Start of Block
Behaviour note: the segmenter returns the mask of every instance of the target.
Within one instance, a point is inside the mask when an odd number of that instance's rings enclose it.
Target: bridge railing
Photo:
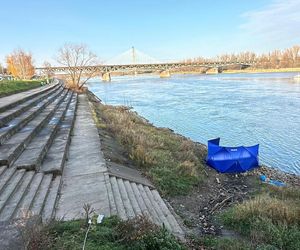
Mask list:
[[[116,64],[116,65],[91,65],[91,66],[57,66],[57,67],[37,67],[37,70],[51,69],[52,71],[67,71],[67,70],[78,70],[78,71],[99,71],[99,72],[111,72],[118,70],[130,70],[130,69],[171,69],[178,67],[225,67],[232,65],[251,66],[256,61],[212,61],[212,62],[168,62],[168,63],[146,63],[146,64]]]

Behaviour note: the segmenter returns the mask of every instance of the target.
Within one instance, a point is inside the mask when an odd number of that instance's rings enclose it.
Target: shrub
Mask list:
[[[139,241],[135,242],[130,249],[183,250],[186,248],[176,241],[175,237],[169,231],[162,228],[158,231],[145,234]]]

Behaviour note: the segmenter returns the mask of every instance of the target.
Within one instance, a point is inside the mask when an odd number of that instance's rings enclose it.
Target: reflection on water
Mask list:
[[[157,75],[94,80],[103,102],[132,106],[157,126],[195,141],[260,144],[260,160],[300,174],[300,84],[296,73]]]

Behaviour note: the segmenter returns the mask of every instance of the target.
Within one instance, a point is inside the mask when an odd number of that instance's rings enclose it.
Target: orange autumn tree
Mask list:
[[[34,75],[32,55],[22,49],[15,50],[6,57],[7,71],[13,77],[28,80]]]

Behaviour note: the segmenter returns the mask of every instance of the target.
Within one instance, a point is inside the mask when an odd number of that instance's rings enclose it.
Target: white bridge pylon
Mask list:
[[[134,47],[126,50],[108,61],[104,65],[136,65],[136,64],[156,64],[161,63],[159,60],[135,49]]]

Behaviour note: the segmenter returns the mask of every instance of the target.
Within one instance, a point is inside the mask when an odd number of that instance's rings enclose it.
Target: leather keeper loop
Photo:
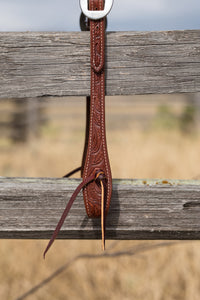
End of Block
## TASK TO COMPLETE
Your output should be the records above, duplicated exactly and picture-free.

## YOUR SOLUTION
Behaviour note: the segmenter returns the mask of every instance of the target.
Within one instance, a point is inside the mask when an odd number of that instance's rings enclose it.
Target: bridge railing
Photo:
Mask list:
[[[116,64],[116,65],[91,65],[91,66],[57,66],[57,67],[37,67],[37,70],[51,69],[52,71],[67,71],[67,70],[78,70],[78,71],[99,71],[99,72],[111,72],[118,70],[130,70],[130,69],[171,69],[178,67],[225,67],[232,65],[251,66],[256,61],[212,61],[212,62],[168,62],[168,63],[146,63],[146,64]]]

Behaviour note: the segmenter returns the mask of every instance of the target.
Within one instance, a point is inside the mask when an odd number of that instance's rings enclose it.
Target: shrub
Mask list:
[[[139,241],[135,242],[130,249],[183,250],[186,248],[176,241],[175,237],[169,231],[162,228],[158,231],[145,234]]]

Behaviour note: the segmenter returns the mask of every instance of the target.
Within one instance, a point is inside the mask when an odd number of that instance's rings enclose it.
Target: reflection on water
Mask list:
[[[157,75],[94,80],[103,102],[132,106],[157,126],[195,141],[260,144],[260,160],[300,174],[300,84],[296,73]]]

Behaviour note: the segmenter returns the mask of every instance of the target.
Within one instance, a point is inside the mask when an odd number of that instance's rings enclose it.
Target: orange autumn tree
Mask list:
[[[34,75],[32,55],[22,49],[15,50],[6,57],[7,71],[13,77],[28,80]]]

Behaviour note: the segmenter returns the mask of every instance of the target.
Within one instance, a point is inside the mask when an odd number of that instance's rings enclose it.
Target: white bridge pylon
Mask list:
[[[134,47],[126,50],[108,61],[104,65],[136,65],[136,64],[156,64],[161,63],[159,60],[135,49]]]

Behaviour note: the segmenter returns the mask of every instance of the target.
Within one instance, a point is inside the mask when an odd number of that instance's rings enclose it.
Target: leather keeper loop
Photo:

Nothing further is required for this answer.